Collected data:
┄┄┄┄┄┄┄┄┄┄
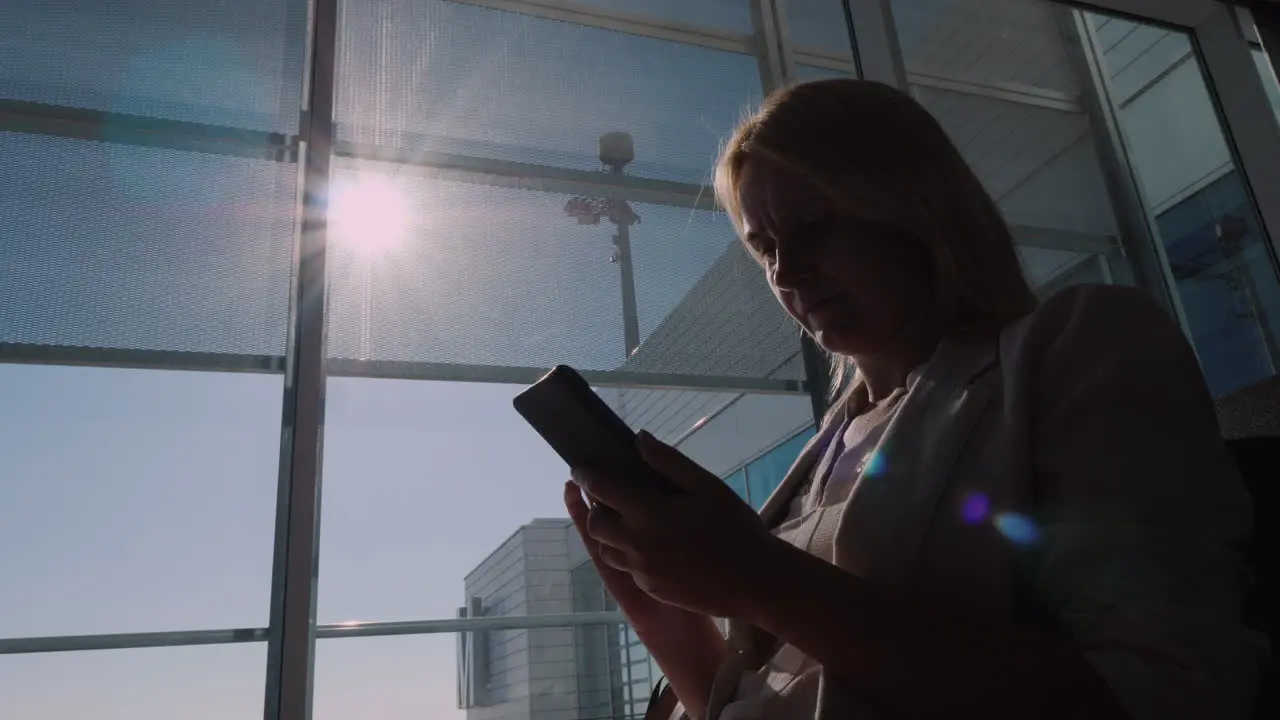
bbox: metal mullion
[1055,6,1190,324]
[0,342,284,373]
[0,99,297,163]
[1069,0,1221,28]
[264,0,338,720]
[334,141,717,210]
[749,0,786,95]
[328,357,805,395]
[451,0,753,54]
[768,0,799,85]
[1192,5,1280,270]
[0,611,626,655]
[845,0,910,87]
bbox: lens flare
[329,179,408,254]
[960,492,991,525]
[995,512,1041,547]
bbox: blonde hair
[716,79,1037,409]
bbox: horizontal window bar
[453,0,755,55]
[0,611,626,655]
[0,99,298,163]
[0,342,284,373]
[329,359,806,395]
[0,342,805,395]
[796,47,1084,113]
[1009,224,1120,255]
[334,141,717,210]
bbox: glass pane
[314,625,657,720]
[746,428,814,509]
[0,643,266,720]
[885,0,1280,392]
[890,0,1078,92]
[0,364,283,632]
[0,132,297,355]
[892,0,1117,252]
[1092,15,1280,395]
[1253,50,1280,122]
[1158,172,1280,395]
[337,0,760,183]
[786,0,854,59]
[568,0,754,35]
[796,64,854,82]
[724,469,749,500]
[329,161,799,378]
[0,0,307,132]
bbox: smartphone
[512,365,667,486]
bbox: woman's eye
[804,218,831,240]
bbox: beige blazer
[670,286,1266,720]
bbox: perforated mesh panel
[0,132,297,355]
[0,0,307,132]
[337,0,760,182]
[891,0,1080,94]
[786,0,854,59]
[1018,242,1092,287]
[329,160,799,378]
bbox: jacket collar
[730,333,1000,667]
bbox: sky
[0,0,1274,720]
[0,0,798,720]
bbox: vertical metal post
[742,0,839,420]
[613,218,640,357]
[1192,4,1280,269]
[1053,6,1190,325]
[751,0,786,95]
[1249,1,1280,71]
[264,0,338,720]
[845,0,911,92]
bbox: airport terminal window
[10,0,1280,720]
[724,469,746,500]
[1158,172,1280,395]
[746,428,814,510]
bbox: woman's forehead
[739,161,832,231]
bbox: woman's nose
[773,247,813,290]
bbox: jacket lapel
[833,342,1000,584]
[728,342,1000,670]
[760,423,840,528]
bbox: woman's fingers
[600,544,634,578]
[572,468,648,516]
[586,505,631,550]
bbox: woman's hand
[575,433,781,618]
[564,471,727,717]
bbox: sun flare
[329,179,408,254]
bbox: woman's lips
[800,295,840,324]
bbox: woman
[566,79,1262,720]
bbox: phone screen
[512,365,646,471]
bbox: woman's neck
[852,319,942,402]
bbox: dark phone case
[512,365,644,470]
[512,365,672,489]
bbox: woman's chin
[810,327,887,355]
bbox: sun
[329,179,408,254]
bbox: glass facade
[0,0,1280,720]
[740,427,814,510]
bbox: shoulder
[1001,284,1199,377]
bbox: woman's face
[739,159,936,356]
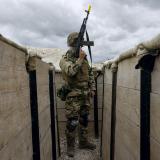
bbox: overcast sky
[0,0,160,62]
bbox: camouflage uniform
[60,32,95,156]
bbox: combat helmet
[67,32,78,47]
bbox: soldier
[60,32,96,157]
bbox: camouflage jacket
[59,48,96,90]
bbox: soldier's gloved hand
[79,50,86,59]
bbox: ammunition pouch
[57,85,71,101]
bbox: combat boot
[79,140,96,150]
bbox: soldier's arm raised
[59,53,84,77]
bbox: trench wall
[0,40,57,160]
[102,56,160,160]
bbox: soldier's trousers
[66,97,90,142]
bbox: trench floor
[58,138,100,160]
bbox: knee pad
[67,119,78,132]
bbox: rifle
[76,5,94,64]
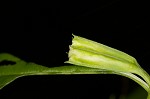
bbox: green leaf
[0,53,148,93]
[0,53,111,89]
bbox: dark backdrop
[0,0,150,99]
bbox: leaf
┄┄┄┄┄┄┄┄┄┄
Task description:
Reproduce every row above word for word, leaving out the pictures.

Exercise answer:
bbox: metal mullion
[1055,6,1190,324]
[0,342,284,373]
[0,99,297,163]
[1069,0,1221,28]
[264,0,338,720]
[334,141,717,210]
[749,0,786,95]
[328,357,805,395]
[451,0,753,54]
[768,0,799,85]
[1192,5,1280,270]
[0,611,626,655]
[845,0,910,87]
bbox: lens flare
[329,179,408,254]
[960,492,991,525]
[995,512,1041,547]
bbox: blonde hair
[716,79,1037,409]
bbox: horizontal window bar
[453,0,755,55]
[0,611,626,655]
[0,99,298,163]
[0,342,284,373]
[329,359,806,395]
[0,342,805,395]
[796,47,1084,113]
[1009,224,1120,255]
[334,141,717,210]
bbox: glass pane
[314,625,657,720]
[746,428,814,509]
[0,643,266,720]
[885,0,1280,392]
[890,0,1078,92]
[0,364,283,632]
[0,132,297,355]
[892,0,1117,252]
[1092,15,1280,395]
[1253,50,1280,122]
[1158,172,1280,395]
[337,0,760,183]
[786,0,854,59]
[568,0,754,35]
[796,64,854,82]
[724,469,749,500]
[329,161,799,378]
[0,0,307,132]
bbox: smartphone
[512,365,667,486]
bbox: woman's eye
[804,218,831,240]
bbox: beige blazer
[670,286,1266,720]
bbox: perforated mesh panel
[0,132,297,355]
[0,0,307,132]
[337,0,760,182]
[891,0,1080,94]
[786,0,854,59]
[1018,242,1092,287]
[329,160,799,378]
bbox: jacket collar
[730,333,1000,667]
bbox: sky
[0,0,1274,720]
[0,0,798,720]
bbox: vertical metal post
[742,0,839,420]
[613,218,640,357]
[1192,4,1280,269]
[1053,6,1190,325]
[751,0,786,95]
[1249,1,1280,71]
[264,0,338,720]
[845,0,911,92]
bbox: airport terminal window
[10,0,1280,720]
[724,469,746,500]
[1158,172,1280,395]
[746,428,814,510]
bbox: woman's forehead
[739,161,832,231]
bbox: woman's nose
[773,247,813,290]
bbox: jacket lapel
[833,342,1000,584]
[728,342,1000,670]
[760,423,840,528]
bbox: woman's fingers
[600,544,634,578]
[572,468,648,516]
[586,505,631,550]
bbox: woman's hand
[575,433,781,618]
[564,471,727,717]
bbox: sun flare
[329,179,408,254]
bbox: woman's lips
[800,295,840,324]
bbox: woman
[566,79,1262,720]
bbox: phone screen
[512,365,646,471]
bbox: woman's neck
[852,319,942,402]
bbox: dark phone case
[512,365,644,470]
[512,365,672,489]
bbox: woman's chin
[810,327,887,355]
bbox: sun
[329,179,408,254]
bbox: glass facade
[0,0,1280,720]
[740,427,814,510]
bbox: shoulder
[1001,284,1199,377]
bbox: woman's face
[739,159,936,356]
bbox: overcast sky
[0,0,160,62]
bbox: camouflage uniform
[60,32,95,156]
bbox: combat helmet
[67,32,78,47]
bbox: soldier
[60,32,96,157]
bbox: camouflage jacket
[59,48,96,90]
bbox: soldier's gloved hand
[79,50,86,59]
bbox: ammunition pouch
[57,85,71,101]
bbox: combat boot
[79,140,96,150]
bbox: soldier's arm raised
[59,53,84,77]
bbox: trench wall
[0,40,57,160]
[102,56,160,160]
bbox: soldier's trousers
[66,97,90,142]
bbox: trench floor
[58,138,100,160]
bbox: knee pad
[67,119,78,132]
bbox: rifle
[76,5,94,64]
bbox: green leaf
[0,53,148,93]
[0,53,111,89]
bbox: dark backdrop
[0,0,150,99]
bbox: leaf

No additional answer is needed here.